Passage provided >>
As oil prices rise, the Fed just takes out the energy component in so-called core inflation. But the inflation still spreads to the broader economy… The higher oil prices spiked gasoline prices and broader inflation, which still is boosting consumer inflation in the U.S.
With the next round of Fed easing, the dollar problems will intensify again. That will put new upside pressure on oil and gasoline prices, further intensifying the spreading broad inflation pressures in consumer goods and services.
The Fed's mandate from the government is to try and sustain reasonable economic growth and contain inflation. From the Fed's standpoint, however, those are secondary to maintaining the solvency of the banking system. Nothing in the outlook for the system has changed meaningfully since the crisis in September 2008. The banking system still is in a solvency crisis, the economy continues to worsen and we've had no real recovery. The stopgap measures to prevent collapse of the system did nothing but kick the crisis a little further into the future, and now, we're coming to peak period of crisis again…
http://www.ibtimes.com/articles/257365/20111128/gold-silver-oils-dollar.htm
There is no way of avoiding it. But there is a way of controlling it. Glass-Steagall. You control what's real, and let the shit stink out in the open.

Entries shown >>
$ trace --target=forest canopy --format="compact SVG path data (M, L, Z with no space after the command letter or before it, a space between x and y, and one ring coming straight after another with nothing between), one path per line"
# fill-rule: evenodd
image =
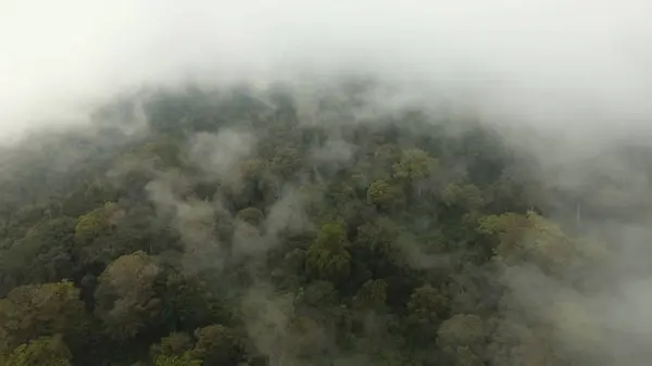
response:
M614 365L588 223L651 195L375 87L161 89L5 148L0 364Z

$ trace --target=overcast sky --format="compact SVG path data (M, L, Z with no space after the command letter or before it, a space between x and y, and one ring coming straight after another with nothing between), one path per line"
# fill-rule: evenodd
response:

Work instructions >>
In the passage on the Fed and inflation above, the sentence beginning "The banking system still is" describes the present situation. List each condition it names.

Completed task >>
- The banking system still is in a solvency crisis.
- The economy continues to worsen.
- There has been no real recovery.